Dataset rows on where objects appear:

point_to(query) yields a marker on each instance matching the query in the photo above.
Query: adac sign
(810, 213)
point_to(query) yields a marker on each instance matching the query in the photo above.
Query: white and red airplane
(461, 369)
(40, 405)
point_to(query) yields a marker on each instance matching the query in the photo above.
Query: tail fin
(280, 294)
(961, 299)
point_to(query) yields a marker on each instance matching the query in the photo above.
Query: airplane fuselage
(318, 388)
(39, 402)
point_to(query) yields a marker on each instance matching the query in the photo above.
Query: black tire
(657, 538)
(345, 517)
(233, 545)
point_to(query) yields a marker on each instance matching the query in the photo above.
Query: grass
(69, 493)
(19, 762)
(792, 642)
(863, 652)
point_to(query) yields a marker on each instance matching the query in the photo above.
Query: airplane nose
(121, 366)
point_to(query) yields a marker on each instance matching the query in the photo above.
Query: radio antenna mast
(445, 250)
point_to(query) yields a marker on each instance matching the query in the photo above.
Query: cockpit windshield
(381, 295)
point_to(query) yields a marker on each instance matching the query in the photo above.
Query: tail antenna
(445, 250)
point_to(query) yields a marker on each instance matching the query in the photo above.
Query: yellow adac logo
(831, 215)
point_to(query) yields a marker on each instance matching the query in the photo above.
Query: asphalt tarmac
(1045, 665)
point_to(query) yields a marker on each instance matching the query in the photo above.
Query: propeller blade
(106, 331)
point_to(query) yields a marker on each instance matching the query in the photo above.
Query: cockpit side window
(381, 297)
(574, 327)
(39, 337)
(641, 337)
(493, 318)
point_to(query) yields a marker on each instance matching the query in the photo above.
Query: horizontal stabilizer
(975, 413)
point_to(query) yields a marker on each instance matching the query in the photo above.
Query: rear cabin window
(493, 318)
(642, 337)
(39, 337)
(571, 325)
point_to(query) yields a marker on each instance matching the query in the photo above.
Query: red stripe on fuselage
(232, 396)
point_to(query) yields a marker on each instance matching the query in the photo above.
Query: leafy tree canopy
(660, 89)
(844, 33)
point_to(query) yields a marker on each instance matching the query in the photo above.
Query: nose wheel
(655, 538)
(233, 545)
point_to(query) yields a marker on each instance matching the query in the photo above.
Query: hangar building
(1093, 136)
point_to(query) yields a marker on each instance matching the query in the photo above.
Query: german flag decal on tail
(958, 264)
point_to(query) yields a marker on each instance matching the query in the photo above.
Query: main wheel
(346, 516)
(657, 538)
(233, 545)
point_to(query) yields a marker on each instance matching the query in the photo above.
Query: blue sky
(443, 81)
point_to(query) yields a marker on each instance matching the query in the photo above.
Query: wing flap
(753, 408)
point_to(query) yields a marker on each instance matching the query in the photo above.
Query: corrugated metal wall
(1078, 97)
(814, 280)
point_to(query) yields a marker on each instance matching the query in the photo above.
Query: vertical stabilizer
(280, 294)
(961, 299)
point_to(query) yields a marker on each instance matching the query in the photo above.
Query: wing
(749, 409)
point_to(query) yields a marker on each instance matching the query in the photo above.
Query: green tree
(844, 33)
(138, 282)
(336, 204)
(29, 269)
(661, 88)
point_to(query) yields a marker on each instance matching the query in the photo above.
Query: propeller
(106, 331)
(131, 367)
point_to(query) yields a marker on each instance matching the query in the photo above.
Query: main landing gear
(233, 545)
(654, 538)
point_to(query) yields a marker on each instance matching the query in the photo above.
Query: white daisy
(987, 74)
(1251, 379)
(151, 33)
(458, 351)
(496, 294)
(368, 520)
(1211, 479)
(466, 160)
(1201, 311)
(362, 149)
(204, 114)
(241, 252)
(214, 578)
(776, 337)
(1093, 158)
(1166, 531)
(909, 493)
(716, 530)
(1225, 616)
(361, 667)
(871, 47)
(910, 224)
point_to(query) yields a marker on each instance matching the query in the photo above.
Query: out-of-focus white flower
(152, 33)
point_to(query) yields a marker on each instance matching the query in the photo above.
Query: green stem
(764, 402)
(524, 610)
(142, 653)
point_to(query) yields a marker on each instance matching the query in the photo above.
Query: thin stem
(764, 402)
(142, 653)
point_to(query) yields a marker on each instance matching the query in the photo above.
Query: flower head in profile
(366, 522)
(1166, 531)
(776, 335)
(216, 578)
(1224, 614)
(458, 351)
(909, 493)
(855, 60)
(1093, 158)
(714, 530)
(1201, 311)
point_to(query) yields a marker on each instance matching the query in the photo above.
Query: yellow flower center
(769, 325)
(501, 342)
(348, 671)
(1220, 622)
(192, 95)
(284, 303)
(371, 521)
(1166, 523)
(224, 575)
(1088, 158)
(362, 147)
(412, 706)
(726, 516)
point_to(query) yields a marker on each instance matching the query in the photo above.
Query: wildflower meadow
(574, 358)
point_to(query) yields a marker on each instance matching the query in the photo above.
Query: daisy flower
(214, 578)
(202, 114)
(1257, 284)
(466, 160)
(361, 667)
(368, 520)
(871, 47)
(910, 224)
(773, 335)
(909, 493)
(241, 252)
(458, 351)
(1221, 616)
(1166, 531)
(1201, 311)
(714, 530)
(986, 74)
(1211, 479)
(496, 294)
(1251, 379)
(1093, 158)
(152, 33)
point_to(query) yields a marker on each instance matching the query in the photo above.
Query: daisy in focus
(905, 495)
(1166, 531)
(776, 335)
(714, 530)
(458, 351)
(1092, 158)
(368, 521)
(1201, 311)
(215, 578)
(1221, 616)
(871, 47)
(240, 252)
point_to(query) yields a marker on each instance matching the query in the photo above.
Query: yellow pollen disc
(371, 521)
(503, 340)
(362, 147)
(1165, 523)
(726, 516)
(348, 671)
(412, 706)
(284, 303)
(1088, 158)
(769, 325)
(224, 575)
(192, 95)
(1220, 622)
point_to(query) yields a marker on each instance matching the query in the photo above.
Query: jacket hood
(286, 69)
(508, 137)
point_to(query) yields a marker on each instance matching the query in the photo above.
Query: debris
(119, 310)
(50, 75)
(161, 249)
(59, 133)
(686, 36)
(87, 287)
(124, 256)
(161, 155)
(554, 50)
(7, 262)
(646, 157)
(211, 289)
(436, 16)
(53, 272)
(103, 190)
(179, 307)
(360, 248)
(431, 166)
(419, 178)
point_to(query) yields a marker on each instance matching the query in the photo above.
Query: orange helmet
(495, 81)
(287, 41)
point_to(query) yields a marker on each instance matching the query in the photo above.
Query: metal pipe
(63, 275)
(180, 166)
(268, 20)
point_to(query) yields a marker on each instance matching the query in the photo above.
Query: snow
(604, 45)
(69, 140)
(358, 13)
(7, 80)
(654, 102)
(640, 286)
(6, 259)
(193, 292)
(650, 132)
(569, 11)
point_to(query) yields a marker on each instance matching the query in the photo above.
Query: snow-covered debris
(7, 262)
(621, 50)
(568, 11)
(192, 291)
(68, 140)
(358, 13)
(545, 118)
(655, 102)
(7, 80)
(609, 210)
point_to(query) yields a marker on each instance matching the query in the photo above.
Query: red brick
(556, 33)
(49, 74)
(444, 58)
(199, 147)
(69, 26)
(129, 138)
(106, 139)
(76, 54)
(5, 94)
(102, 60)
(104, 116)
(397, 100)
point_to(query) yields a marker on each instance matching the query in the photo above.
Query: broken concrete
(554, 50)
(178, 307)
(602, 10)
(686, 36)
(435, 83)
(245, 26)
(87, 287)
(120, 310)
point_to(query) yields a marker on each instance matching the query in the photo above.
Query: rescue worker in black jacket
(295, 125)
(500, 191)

* Stated task
Print every line of the records exactly. Omit nothing.

* Output of the task
point_to(query) yields a marker on each instance matching the query in the photo above.
Query: adac sign
(810, 213)
point_to(query) yields a marker on each instance matching the query in the photo above.
Query: white and red airplane
(461, 369)
(40, 405)
point_to(query) yields a marker on each instance matching the query in the photo above.
Query: tail fin
(280, 294)
(961, 299)
point_to(query) yields a marker on each instance matching the query in the photo above.
Query: airplane fuselage
(318, 388)
(39, 402)
point_to(query) yields a marker on each instance matching the query in the photo above.
Query: black tire
(657, 538)
(345, 517)
(233, 545)
point_to(query) yields a marker on each instance matching the query in the photo above.
Query: grass
(69, 493)
(19, 762)
(792, 642)
(863, 652)
point_to(query) yields a marker on each instance matching the query in the photo above.
Query: airplane nose
(121, 366)
point_to(query) yields a marker on each instance matching the query in the photo above.
Query: radio antenna mast
(445, 250)
point_to(query) yields a marker on each instance matching the query in the photo above.
Query: cockpit windshield
(381, 295)
point_to(query) yields a marker on each instance matching the query in the photo above.
Query: tail antenna
(445, 250)
point_to(query) yields a marker on each instance matching the query in the photo above.
Query: yellow adac logo
(831, 215)
point_to(query) yields a marker on each instance matching the query in the photo above.
Query: asphalt tarmac
(1045, 665)
point_to(query) yields a marker on each instance matching the query in the photo above.
Query: propeller blade
(106, 331)
point_to(query) yields a marker on each instance matching the query in the photo above.
Query: cockpit side window
(381, 297)
(574, 327)
(39, 337)
(641, 337)
(493, 318)
point_to(query) yields a marker on each instance matching the query in the photo above.
Query: horizontal stabilizer
(975, 413)
point_to(query) yields a marker on each instance matching the query in the photo above.
Query: rear cabin window
(493, 318)
(642, 337)
(39, 337)
(571, 325)
point_to(query) yields a marker on each instance matching the query in the photo above.
Query: red stripe on fuselage
(232, 396)
point_to(query) yields a marker on each instance matching the query in the photo above.
Query: leafy tree canopy
(660, 89)
(844, 33)
point_to(query) yields a marker on each instance matching the query in the photo above.
Query: nose wheel
(655, 538)
(233, 545)
point_to(query) yields a marker on each instance matching the query in the photo above.
Query: hangar building
(1093, 136)
point_to(query) yields a marker on each instance matching the query in the photo above.
Query: german flag decal on tail
(958, 264)
point_to(query) yields a marker on each instance matching the query in the photo above.
Query: main wheel
(346, 516)
(657, 538)
(233, 545)
point_to(query) yields a marker on each instance matching the query in the photo above.
Query: blue sky
(443, 81)
point_to(query) yields a marker on each instance matching the query in the photo above.
Query: wing flap
(753, 408)
point_to(query) yields a marker on each instance matching the query in the photo above.
Query: corrugated metal wall
(1078, 97)
(814, 280)
point_to(query) yields a marker on each instance matching the query in the photo above.
Query: vertical stabilizer
(280, 294)
(961, 299)
point_to(query) yields a marker on each instance matching the query in the photo above.
Query: wing
(749, 409)
point_to(query) yields a marker on each instance matching the query in the photo above.
Query: green tree
(844, 33)
(138, 282)
(336, 204)
(29, 269)
(661, 88)
point_to(query) yields a marker on each instance matching the query in the photo above.
Query: propeller
(106, 331)
(131, 367)
point_to(query) yields a marker on each instance matching the query in the photo above.
Query: main landing gear
(233, 545)
(654, 538)
point_to(query) yields a marker on each instance matching the query in the photo above.
Query: white daisy
(987, 74)
(1251, 379)
(151, 33)
(458, 351)
(496, 294)
(368, 520)
(1211, 479)
(466, 160)
(1201, 311)
(362, 149)
(204, 114)
(241, 252)
(214, 578)
(776, 337)
(1093, 158)
(1166, 531)
(909, 493)
(716, 530)
(1225, 616)
(361, 667)
(871, 47)
(910, 224)
point_to(query) yields a marker on each instance matching the query in the photo above.
Query: out-of-focus white flower
(152, 33)
point_to(query) yields a marker on each instance matching the query in the photo above.
Query: green stem
(764, 402)
(524, 610)
(142, 653)
point_to(query) yields a marker on each instance matching the query in the photo above.
Query: thin stem
(764, 402)
(142, 653)
point_to(query) yields a marker on each instance matching the query in the photo above.
Query: flower head in profile
(366, 522)
(1166, 531)
(776, 335)
(216, 578)
(1224, 614)
(458, 351)
(909, 493)
(855, 60)
(1093, 158)
(714, 530)
(1201, 311)
point_to(query) yields a marker on each instance matching the query in the photo above.
Query: yellow flower center
(769, 325)
(501, 342)
(348, 671)
(1220, 622)
(192, 95)
(284, 303)
(371, 521)
(1166, 523)
(224, 575)
(1088, 158)
(362, 147)
(412, 706)
(726, 516)
point_to(query) yields a marker on each instance matching the query in the photo above.
Query: wildflower meadow
(574, 358)
point_to(query) yields a marker on each instance matching the query in the photo above.
Query: daisy flower
(214, 578)
(202, 114)
(1257, 284)
(466, 160)
(361, 667)
(368, 520)
(871, 47)
(910, 224)
(773, 335)
(909, 493)
(241, 252)
(458, 351)
(1221, 616)
(1166, 531)
(1201, 311)
(714, 530)
(986, 74)
(1211, 479)
(496, 294)
(1251, 379)
(1093, 158)
(152, 33)
point_to(query) yields a marker on each instance matching the query in the photo above.
Query: daisy in focus
(905, 495)
(1166, 531)
(776, 335)
(714, 530)
(458, 351)
(1092, 158)
(368, 521)
(1201, 311)
(215, 578)
(1221, 616)
(871, 47)
(240, 252)
point_to(query) yields a marker on each instance matching the query in the photo above.
Query: yellow pollen disc
(371, 521)
(503, 340)
(362, 147)
(1165, 523)
(726, 516)
(348, 671)
(412, 706)
(284, 303)
(1088, 158)
(769, 325)
(224, 575)
(192, 95)
(1220, 622)
point_to(query) yields a marker on each instance matching the query in the photo above.
Query: jacket hood
(286, 69)
(508, 137)
point_to(query) yields a marker on each instance matching the query in the photo above.
Query: debris
(119, 310)
(50, 75)
(161, 249)
(59, 133)
(686, 36)
(87, 287)
(124, 256)
(161, 155)
(554, 50)
(7, 262)
(646, 157)
(211, 289)
(436, 16)
(53, 272)
(103, 190)
(179, 307)
(360, 248)
(431, 166)
(419, 178)
point_to(query) yields a marker on each instance matching the query in the photo above.
Query: orange helmet
(495, 81)
(287, 41)
point_to(query) yields a marker on each instance matching the query in the photo above.
Query: metal pipe
(63, 275)
(180, 166)
(268, 20)
point_to(query) yields a marker on each instance matching the query in the photo above.
Query: snow
(604, 45)
(69, 140)
(358, 13)
(7, 80)
(654, 102)
(640, 286)
(6, 259)
(193, 292)
(650, 132)
(569, 11)
point_to(query) yields a marker on each instance matching the query in the photo above.
Query: snow-covered debris
(7, 262)
(621, 50)
(568, 11)
(192, 291)
(68, 140)
(358, 13)
(545, 118)
(655, 102)
(7, 80)
(609, 210)
point_to(query) yields a marker on each instance matching the query in the photo above.
Query: red brick
(556, 33)
(49, 74)
(444, 58)
(199, 147)
(69, 26)
(129, 138)
(106, 139)
(76, 54)
(5, 94)
(102, 60)
(104, 116)
(397, 100)
point_to(query) yields a marker on each instance matching the query in the photo above.
Query: broken concrete
(554, 50)
(178, 307)
(602, 10)
(686, 36)
(435, 83)
(245, 26)
(87, 287)
(120, 310)
point_to(query) yields a marker on each instance matching the query in the photo above.
Query: rescue worker in black jacket
(295, 125)
(500, 191)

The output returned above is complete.